Exercise goal: Transcribe the data exactly.

Source data:
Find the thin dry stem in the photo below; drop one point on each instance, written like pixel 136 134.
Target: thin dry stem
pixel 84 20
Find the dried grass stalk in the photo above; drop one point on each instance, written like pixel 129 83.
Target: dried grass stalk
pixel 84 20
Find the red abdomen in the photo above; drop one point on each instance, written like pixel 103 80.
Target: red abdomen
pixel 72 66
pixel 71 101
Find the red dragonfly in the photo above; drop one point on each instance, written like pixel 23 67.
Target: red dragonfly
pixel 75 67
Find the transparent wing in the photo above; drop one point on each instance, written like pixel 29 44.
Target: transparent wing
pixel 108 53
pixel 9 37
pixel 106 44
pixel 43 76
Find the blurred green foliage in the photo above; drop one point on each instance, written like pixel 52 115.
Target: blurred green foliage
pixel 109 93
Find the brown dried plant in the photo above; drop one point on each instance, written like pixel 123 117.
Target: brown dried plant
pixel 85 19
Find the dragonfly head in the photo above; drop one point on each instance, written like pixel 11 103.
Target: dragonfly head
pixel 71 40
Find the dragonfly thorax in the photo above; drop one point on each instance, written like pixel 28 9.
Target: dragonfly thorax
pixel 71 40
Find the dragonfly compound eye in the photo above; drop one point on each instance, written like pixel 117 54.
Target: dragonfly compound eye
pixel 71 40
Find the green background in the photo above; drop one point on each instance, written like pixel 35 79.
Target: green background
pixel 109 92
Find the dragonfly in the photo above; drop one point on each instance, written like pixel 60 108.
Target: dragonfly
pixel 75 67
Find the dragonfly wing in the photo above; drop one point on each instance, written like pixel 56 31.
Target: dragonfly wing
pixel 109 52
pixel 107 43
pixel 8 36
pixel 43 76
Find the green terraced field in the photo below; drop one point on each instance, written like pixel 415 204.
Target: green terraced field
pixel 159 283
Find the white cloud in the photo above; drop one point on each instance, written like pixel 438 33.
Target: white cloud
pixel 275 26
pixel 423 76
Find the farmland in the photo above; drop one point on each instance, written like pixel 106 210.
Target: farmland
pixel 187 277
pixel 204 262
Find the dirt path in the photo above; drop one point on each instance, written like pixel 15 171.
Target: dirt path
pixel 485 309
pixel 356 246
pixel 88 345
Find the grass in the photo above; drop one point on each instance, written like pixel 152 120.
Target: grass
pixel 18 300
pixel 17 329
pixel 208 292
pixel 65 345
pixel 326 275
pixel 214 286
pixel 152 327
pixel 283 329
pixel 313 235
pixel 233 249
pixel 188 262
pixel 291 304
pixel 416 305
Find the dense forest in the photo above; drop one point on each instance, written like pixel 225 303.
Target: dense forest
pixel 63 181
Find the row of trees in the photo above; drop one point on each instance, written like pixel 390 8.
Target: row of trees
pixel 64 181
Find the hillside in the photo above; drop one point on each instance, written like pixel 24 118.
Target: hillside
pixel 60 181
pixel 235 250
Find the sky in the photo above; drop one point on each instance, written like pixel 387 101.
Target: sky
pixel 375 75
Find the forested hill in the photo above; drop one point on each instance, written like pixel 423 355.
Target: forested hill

Reply:
Find the thin dry stem in the photo below; drop one point on each instance, written like pixel 136 134.
Target: thin dry stem
pixel 84 20
Find the dried grass stalk in the photo above; drop one point on each instance, written like pixel 129 83.
Target: dried grass stalk
pixel 84 20
Find the red abdomen in the photo above; drop one point on each instance, written like pixel 103 80.
Target: red abdomen
pixel 72 66
pixel 71 101
Find the red dragonfly in the photo above; drop one point on each instance, written like pixel 23 67.
Target: red dragonfly
pixel 75 67
Find the transparent wing in the photo above; drop one point on each instance, written like pixel 29 44.
Target: transparent wing
pixel 108 53
pixel 9 37
pixel 106 44
pixel 43 76
Find the blurred green foliage in the photo above; drop one point on each instance, written like pixel 52 115.
Target: blurred green foliage
pixel 109 93
Find the brown dried plant in the photo above; drop one point on each instance, written like pixel 123 117.
Target: brown dried plant
pixel 85 19
Find the dragonfly head in the photo above; drop one point on each instance, written like pixel 11 103.
Target: dragonfly head
pixel 71 40
Find the dragonfly thorax in the photo above; drop one point on each instance, written like pixel 28 9.
Target: dragonfly thorax
pixel 71 40
Find the dragonfly compound eye in the photo above; drop one point on each instance, written like pixel 117 54.
Target: dragonfly compound eye
pixel 71 40
Find the green background in the photo above; drop one point on each instance, written like pixel 35 79.
Target: green background
pixel 109 92
Find the dragonfly in the photo above; drop one point on each instance, written like pixel 60 108.
Target: dragonfly
pixel 75 67
Find the dragonfly wing in the photo above; drop one point on each instance, written like pixel 56 31.
Target: dragonfly wing
pixel 109 52
pixel 107 43
pixel 8 36
pixel 43 76
Find the green terraced field in the photo below; drop one point on each instance, written like pixel 415 204.
Target: green terraced field
pixel 159 283
Find the white cloud in the photo above; drop one point on each instance, written like pixel 438 33.
Target: white cloud
pixel 275 26
pixel 423 76
Find the farmland in the photo above; drop one point on each instance, written like pixel 106 210.
Target: farmland
pixel 187 277
pixel 204 262
Find the dirt path in the photo above; drop one point on each instance, written like pixel 15 171.
Target: dirt path
pixel 485 309
pixel 356 246
pixel 88 345
Find the grass in the photo above; drop one point on each instance, written like pixel 152 120.
Target: grass
pixel 18 300
pixel 17 329
pixel 208 292
pixel 65 345
pixel 326 275
pixel 214 286
pixel 152 327
pixel 283 329
pixel 313 235
pixel 233 249
pixel 188 262
pixel 291 304
pixel 416 305
Find the dense forest in the photo above; drop one point on each instance, written like pixel 225 303.
Target: dense forest
pixel 63 181
Find the row of trees in the photo above; drop one point on each instance, written like pixel 390 8.
Target: row of trees
pixel 64 181
Find the hillside in the photo above; drop one point on each instance, written like pixel 24 118.
Target: hillside
pixel 60 181
pixel 235 250
Find the sky in the photo above; drop one point on each instance, written like pixel 387 101.
Target: sky
pixel 375 75
Find the forested hill in the photo above; drop one point on each instance, written like pixel 423 355.
Target: forested hill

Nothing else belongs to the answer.